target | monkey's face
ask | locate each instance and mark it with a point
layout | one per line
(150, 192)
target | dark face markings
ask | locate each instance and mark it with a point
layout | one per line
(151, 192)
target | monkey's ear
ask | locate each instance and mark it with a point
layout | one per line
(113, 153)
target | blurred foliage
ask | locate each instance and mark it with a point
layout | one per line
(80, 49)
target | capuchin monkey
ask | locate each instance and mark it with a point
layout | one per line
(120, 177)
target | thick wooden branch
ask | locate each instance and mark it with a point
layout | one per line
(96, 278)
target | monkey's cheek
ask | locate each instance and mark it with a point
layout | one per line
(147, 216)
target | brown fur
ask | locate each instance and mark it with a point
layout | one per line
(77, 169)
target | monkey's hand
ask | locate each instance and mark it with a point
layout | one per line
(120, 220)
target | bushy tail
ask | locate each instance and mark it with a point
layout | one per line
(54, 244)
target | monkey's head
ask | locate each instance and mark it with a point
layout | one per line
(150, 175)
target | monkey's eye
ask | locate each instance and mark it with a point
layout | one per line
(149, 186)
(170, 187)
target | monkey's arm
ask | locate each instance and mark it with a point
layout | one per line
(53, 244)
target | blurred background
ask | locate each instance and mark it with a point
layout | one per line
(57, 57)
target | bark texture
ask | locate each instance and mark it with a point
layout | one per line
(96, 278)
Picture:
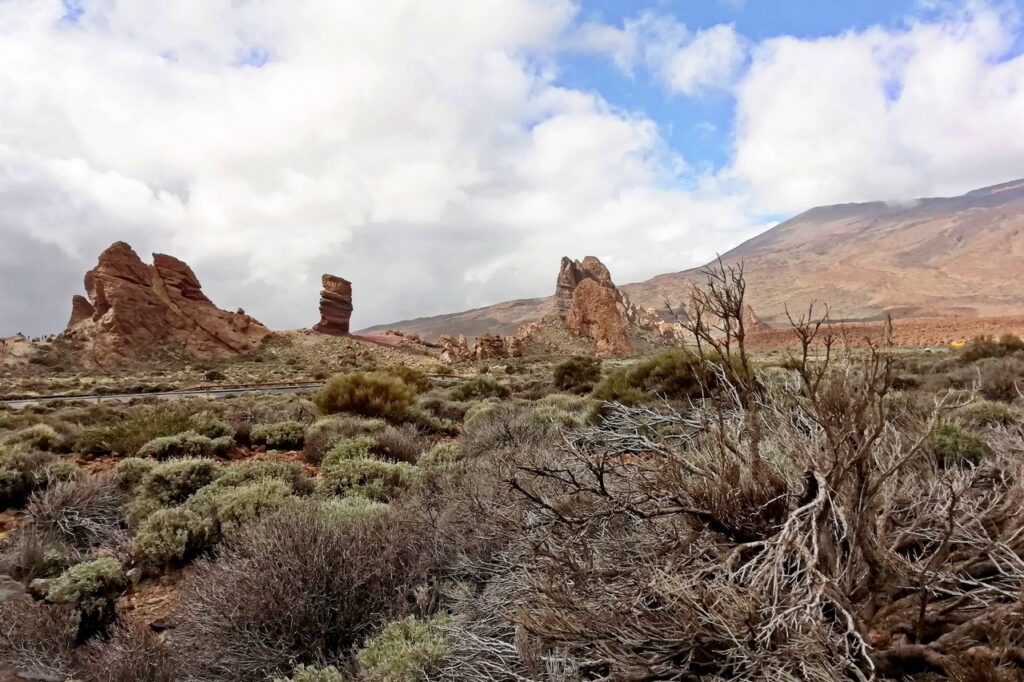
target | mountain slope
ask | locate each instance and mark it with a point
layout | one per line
(934, 257)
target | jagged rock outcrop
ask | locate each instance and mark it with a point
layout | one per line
(81, 310)
(595, 313)
(454, 349)
(336, 306)
(137, 307)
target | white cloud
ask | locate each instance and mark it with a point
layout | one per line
(931, 108)
(398, 143)
(682, 60)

++++++++

[THE EXERCISE] Set down every record once more, word for word, without pictures.

[THE COMPLETED TASK]
target | monkey's face
ask | locate each instance and mark it with a point
layout | one per line
(150, 192)
target | dark face markings
ask | locate each instance and mark it with a point
layout | one per line
(151, 192)
target | monkey's ear
ask | locate each instance and mark it with a point
layout | one per line
(113, 153)
target | blurred foliage
ask | locate each instance and mark it with a point
layout | one per line
(80, 49)
target | capuchin monkey
ask | locate each instance and mark it with a point
layout | one per line
(120, 177)
target | thick wooden branch
ask | locate each instance and mark it with a point
layout | one per line
(96, 278)
target | monkey's cheek
ask | locate each instance and mark it with a point
layout | one per line
(147, 216)
target | brown fur
ask | locate each instance and mark it with a point
layout | one per line
(77, 169)
target | monkey's hand
ask | locate each instance and mark it with a point
layout | one per line
(120, 220)
target | bushy tail
ask | locate each instance and mark it with a point
layout | one per line
(54, 244)
target | monkey's head
ask | locate each instance and mark it with a point
layout | one per line
(150, 175)
target | monkey's eye
ask | locate each instance and mark it with a point
layout | one per line
(149, 186)
(170, 187)
target | monkey's arm
ask | locate each instance and mark it with a point
layout | one per line
(53, 244)
target | blurred background
ask | locate each instance and mark it with a point
layout | one per line
(57, 57)
target | bark texture
ask | locate each instance and mark it with a point
layout | one per line
(96, 278)
Picture:
target | mountain slope
ask | locate each instance and mark it with a point
layout | one per line
(934, 257)
target | jagged rock outcrop
ask | locate each instance and mark it with a point
layout | one per line
(81, 310)
(595, 313)
(454, 349)
(336, 306)
(137, 307)
target | white cloud
ask | locate each instance and mark it with a point
layout | one per line
(931, 108)
(398, 143)
(682, 60)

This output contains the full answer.